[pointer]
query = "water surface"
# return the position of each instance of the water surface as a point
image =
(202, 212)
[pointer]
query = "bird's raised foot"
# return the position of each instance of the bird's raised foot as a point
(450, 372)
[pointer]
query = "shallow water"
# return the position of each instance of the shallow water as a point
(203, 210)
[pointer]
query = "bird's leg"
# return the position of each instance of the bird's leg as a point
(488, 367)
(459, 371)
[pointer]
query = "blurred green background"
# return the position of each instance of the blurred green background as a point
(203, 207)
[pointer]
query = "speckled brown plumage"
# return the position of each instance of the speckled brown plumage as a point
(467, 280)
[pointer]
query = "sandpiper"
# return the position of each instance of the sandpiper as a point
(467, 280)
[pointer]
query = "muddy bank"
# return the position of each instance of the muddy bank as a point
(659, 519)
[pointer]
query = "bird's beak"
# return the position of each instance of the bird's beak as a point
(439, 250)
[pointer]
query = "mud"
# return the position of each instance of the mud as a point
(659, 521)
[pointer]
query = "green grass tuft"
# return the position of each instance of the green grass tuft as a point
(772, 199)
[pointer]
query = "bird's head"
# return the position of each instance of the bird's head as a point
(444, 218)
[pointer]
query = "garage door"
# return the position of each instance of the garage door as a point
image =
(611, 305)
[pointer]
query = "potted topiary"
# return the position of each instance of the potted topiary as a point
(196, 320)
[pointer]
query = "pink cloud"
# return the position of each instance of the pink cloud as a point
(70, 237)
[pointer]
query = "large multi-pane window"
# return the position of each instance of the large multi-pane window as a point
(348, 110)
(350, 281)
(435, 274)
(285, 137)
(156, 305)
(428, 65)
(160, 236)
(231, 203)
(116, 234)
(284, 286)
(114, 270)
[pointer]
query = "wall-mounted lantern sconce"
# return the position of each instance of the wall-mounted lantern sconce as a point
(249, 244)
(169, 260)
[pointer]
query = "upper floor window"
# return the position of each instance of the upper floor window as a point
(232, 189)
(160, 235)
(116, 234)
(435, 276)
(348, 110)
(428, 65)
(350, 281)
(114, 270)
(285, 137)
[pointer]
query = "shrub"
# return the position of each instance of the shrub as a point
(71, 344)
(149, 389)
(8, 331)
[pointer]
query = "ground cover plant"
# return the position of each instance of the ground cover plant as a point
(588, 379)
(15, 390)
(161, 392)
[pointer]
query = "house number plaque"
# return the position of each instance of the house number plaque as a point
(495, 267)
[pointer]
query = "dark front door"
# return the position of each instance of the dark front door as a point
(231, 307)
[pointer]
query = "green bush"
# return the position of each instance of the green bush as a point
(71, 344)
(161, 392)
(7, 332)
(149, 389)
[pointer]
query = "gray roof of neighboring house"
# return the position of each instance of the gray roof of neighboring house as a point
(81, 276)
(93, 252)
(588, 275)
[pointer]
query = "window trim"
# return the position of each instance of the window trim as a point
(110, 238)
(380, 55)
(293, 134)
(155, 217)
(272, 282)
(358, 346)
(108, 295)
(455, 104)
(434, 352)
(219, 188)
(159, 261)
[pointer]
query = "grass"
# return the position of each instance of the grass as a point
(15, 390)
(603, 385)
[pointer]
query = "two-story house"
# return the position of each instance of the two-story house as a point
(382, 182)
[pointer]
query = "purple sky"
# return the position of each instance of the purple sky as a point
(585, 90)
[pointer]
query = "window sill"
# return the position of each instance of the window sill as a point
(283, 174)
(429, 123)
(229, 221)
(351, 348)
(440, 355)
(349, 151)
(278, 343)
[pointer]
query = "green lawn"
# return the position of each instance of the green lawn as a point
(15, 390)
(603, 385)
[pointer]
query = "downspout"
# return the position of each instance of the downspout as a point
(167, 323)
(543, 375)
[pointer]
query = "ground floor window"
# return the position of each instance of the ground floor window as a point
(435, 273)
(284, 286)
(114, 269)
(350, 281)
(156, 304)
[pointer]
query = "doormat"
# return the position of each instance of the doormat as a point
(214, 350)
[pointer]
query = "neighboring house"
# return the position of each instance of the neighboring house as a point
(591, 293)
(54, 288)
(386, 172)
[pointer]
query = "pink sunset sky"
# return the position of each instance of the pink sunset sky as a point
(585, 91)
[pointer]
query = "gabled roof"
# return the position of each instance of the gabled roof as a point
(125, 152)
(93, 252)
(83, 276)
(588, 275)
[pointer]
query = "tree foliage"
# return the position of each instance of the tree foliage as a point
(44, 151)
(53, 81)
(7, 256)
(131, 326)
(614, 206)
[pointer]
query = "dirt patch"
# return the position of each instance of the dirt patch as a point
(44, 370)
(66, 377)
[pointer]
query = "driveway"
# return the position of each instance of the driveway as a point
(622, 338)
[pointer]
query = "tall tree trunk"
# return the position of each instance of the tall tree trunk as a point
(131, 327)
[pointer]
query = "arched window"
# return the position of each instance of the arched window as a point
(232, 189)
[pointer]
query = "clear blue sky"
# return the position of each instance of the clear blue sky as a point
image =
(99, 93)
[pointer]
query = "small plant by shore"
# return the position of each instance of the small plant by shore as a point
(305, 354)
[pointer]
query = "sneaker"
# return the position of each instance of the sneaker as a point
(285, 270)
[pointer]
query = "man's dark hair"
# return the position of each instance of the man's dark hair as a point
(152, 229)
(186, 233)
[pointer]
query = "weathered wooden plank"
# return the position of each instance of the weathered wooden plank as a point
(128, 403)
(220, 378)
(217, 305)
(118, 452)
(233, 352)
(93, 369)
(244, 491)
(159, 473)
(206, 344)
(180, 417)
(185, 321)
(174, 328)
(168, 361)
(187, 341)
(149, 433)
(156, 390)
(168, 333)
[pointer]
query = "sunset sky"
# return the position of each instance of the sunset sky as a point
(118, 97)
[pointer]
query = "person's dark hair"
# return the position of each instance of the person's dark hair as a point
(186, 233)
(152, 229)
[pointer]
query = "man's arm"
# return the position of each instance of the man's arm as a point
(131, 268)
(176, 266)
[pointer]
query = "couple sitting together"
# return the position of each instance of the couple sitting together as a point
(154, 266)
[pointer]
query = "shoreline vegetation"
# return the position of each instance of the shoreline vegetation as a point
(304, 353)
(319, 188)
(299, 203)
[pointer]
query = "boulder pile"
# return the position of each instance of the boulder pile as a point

------

● **Exercise prompt**
Return every line above that contains the word "doormat".

● **Solution to the exercise**
query = "doormat"
# return the position of each instance of the doormat as a point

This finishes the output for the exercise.